* The problem *
Count how many lines of the listing below contain the string "rule", matching case exactly. Reply with the number only.

Items from a dataset:
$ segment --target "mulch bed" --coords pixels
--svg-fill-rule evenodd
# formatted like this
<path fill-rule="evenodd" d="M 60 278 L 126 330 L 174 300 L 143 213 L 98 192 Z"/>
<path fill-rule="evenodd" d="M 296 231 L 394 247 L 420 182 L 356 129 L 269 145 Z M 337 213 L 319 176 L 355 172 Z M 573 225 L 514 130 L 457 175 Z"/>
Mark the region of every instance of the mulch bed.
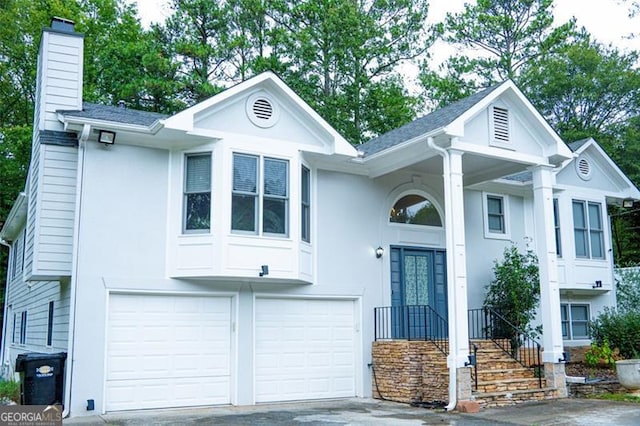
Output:
<path fill-rule="evenodd" d="M 618 380 L 616 370 L 607 367 L 589 367 L 582 362 L 569 362 L 565 365 L 567 376 L 586 377 L 587 379 Z"/>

* Answer to this task *
4